• [PROMPT]: Format the records as a JSON list of strings, one string per line with blank lines left out, starting at the first line and ending at the line that contains "column 399, row 483", both included. Omit the pictures from the list.

• [SOURCE MATERIAL]:
::::

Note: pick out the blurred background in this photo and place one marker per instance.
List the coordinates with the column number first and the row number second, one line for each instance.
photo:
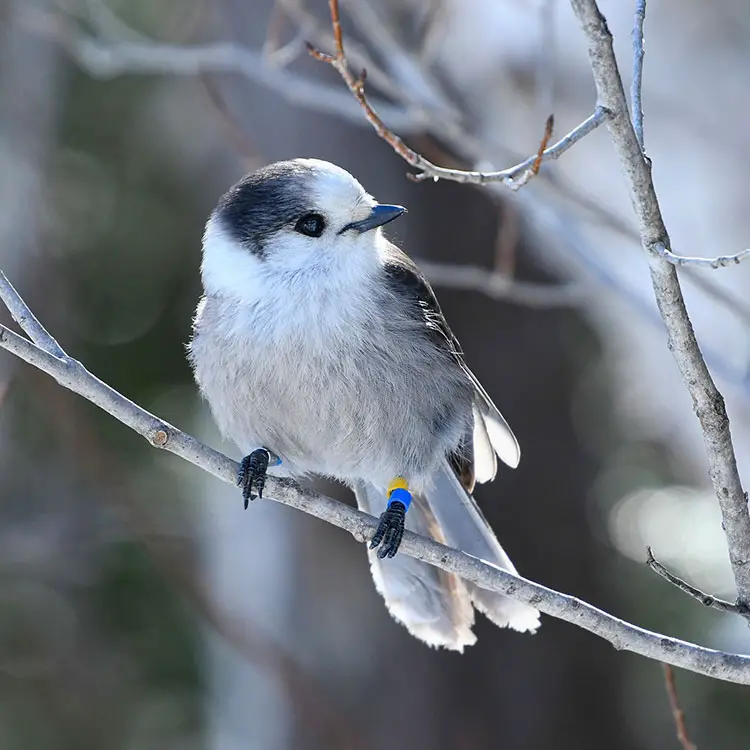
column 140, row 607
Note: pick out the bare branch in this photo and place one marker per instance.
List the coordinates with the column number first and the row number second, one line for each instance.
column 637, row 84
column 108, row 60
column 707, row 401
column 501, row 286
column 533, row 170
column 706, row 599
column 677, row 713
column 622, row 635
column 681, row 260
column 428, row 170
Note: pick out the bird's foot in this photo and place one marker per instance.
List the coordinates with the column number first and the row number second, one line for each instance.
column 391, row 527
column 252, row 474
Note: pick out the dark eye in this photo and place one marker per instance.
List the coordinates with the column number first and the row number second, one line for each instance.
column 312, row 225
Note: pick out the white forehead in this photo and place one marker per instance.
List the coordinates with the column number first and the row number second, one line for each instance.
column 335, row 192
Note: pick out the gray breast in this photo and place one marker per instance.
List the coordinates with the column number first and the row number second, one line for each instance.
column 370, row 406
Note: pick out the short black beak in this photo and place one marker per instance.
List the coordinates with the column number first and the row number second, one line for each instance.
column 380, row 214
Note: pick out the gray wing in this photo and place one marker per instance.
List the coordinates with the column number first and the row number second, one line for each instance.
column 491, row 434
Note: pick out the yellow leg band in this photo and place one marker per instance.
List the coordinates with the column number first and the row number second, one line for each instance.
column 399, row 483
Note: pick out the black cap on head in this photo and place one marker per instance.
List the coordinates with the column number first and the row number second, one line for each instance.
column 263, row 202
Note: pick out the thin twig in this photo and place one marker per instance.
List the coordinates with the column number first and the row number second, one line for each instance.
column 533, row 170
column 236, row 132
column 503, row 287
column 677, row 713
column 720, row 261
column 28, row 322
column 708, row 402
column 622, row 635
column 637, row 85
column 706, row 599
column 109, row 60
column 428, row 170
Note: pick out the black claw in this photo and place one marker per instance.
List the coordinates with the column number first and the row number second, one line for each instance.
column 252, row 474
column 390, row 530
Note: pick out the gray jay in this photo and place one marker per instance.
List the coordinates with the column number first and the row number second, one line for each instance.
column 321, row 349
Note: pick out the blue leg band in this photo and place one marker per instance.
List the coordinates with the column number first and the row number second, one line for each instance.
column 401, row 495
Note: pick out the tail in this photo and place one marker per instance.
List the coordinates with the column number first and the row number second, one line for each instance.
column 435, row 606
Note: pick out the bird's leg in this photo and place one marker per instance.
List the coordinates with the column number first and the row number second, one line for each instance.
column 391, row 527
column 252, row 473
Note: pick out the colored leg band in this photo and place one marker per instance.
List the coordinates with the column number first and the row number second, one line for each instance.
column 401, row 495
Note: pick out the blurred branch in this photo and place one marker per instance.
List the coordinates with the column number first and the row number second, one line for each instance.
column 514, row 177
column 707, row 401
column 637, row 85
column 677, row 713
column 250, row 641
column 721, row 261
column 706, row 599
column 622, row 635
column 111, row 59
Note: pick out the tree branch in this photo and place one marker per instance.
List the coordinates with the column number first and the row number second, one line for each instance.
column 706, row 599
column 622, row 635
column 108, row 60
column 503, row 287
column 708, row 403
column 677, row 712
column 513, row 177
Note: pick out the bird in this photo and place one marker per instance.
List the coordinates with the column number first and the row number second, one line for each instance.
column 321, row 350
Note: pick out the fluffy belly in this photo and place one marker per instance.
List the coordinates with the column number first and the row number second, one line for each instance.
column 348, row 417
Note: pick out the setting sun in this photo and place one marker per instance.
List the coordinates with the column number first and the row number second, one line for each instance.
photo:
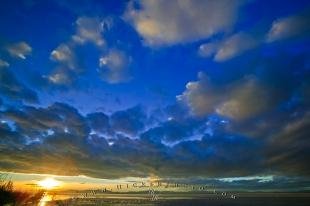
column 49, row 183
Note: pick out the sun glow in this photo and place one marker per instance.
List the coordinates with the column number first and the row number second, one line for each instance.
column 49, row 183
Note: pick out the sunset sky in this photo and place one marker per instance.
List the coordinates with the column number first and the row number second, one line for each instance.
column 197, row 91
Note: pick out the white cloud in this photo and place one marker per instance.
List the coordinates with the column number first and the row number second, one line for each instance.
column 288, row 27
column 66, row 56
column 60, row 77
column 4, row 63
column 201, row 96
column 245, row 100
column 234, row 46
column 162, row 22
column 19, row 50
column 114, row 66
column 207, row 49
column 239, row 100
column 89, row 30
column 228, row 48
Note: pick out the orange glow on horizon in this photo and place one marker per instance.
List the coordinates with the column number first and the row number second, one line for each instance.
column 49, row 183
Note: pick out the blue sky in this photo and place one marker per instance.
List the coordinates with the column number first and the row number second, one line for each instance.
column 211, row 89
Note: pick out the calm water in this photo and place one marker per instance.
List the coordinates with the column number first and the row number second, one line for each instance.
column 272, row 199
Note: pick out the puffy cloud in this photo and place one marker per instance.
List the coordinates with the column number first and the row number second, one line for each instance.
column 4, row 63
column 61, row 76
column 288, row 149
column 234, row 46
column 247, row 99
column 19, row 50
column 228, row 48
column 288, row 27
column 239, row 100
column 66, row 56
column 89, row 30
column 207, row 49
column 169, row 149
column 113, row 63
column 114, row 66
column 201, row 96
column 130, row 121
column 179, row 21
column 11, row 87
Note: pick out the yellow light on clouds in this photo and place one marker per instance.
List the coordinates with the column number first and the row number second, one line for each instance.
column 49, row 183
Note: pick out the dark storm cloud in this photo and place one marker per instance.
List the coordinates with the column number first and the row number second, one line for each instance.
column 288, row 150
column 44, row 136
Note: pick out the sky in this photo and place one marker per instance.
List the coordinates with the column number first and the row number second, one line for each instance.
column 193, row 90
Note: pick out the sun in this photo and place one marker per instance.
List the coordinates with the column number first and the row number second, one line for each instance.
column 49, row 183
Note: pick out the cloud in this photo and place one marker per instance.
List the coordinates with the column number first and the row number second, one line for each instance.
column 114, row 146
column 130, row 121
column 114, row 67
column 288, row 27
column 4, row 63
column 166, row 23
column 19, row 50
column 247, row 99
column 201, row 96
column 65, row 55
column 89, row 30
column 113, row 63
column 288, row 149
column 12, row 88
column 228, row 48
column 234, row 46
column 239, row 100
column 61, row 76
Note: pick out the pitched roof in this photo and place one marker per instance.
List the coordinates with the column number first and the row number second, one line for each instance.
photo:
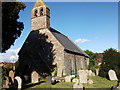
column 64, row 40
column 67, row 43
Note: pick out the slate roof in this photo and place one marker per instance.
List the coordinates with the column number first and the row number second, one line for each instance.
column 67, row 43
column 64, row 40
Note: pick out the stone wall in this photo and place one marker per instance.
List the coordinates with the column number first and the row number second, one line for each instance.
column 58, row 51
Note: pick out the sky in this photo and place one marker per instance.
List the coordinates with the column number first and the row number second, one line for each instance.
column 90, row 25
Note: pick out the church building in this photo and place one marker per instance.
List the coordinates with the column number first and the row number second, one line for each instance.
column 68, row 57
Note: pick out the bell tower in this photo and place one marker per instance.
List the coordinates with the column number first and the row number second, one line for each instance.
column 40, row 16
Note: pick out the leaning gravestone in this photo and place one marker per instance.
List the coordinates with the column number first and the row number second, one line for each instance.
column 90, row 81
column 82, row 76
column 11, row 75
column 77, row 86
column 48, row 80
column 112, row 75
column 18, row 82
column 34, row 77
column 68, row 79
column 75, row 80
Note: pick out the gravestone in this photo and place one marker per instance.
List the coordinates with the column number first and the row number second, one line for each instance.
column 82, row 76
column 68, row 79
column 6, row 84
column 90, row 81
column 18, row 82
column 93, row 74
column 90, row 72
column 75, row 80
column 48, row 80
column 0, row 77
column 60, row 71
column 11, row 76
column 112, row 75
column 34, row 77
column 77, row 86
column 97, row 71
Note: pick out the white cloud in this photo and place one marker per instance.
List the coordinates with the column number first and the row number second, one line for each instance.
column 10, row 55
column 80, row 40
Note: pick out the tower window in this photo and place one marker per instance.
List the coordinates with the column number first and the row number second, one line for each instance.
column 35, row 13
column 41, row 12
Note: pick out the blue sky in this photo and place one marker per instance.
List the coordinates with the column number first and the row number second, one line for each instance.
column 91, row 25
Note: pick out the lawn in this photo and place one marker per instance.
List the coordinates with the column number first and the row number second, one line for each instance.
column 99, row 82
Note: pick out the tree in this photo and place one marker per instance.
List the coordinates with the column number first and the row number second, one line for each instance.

::::

• [RESULT BELOW]:
[
  "Note: pick out the blurred background in this photo and place one marker per instance.",
  "List the coordinates with the column number first and the row number second, one line for each instance.",
  "photo:",
  "column 140, row 607",
  "Note: pick out the bare branch in this photo and place one marker per instance.",
  "List the coordinates with the column number first and the row number second, one line for each instance.",
  "column 637, row 84",
  "column 108, row 60",
  "column 707, row 401",
  "column 501, row 286",
  "column 533, row 170",
  "column 706, row 599",
  "column 677, row 713",
  "column 622, row 635",
  "column 681, row 260",
  "column 428, row 170",
  "Note: pick out the bird's foot in this photo and place one marker per instance.",
  "List the coordinates with the column number first and the row number second, one line for each instance.",
  "column 391, row 527",
  "column 252, row 474",
  "Note: pick out the dark eye in this photo and place one marker per instance.",
  "List the coordinates with the column number first and the row number second, one line for each instance.",
  "column 312, row 225",
  "Note: pick out the white forehead in this photo and place one marker per instance.",
  "List the coordinates with the column number first and the row number second, one line for each instance.",
  "column 335, row 192",
  "Note: pick out the gray breast in this photo and place one marker per instance.",
  "List the coordinates with the column number first and the row number second, one line for each instance.",
  "column 370, row 406",
  "Note: pick out the short black beak in this photo and place one marker per instance.",
  "List the coordinates with the column number first and the row number second, one line for each instance.",
  "column 380, row 214",
  "Note: pick out the gray wing in this photo and place one marker per instance.",
  "List the coordinates with the column number first and the row number second, one line for each instance.",
  "column 491, row 434",
  "Note: pick out the yellow leg band in this photo and place one marker per instance.",
  "List the coordinates with the column number first and the row number second, one line for each instance.",
  "column 399, row 483"
]